** WHAT NEEDS TO BE DONE **
Rescale the material from the line that has "Where can the parked" through the line that has "(1203, 196)". Write out those lines, requests included and left unchanged, and multiply each answer coordinate by 0.35, rounding to whole numbers with halves going up. Give nothing else.

** DATA FOR THIS TASK **

-- BEGIN --

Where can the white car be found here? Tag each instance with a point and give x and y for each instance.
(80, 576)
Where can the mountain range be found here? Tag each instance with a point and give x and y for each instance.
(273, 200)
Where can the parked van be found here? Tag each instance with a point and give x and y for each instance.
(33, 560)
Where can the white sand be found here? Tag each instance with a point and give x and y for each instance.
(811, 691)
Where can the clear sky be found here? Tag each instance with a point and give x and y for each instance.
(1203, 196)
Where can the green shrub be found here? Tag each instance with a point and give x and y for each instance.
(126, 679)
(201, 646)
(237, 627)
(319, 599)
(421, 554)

-- END --
-- BEGIN --

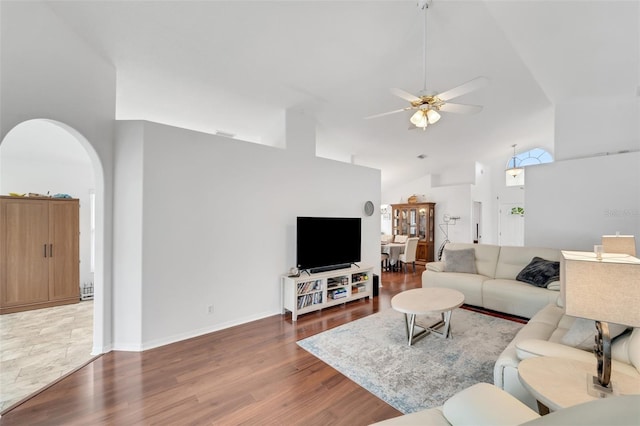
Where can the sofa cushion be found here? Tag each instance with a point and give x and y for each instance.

-- END --

** ANSWER TO THIS EXERCISE **
Where can the parked van be found here? Tag each instance with a point and give x and y for each instance.
(12, 196)
Where can the white sand be found here? Tag each instance with a point and give x and y for each instance.
(284, 242)
Where can the clear sky be found here? Tag each instance with a point and give x and y for each instance.
(421, 69)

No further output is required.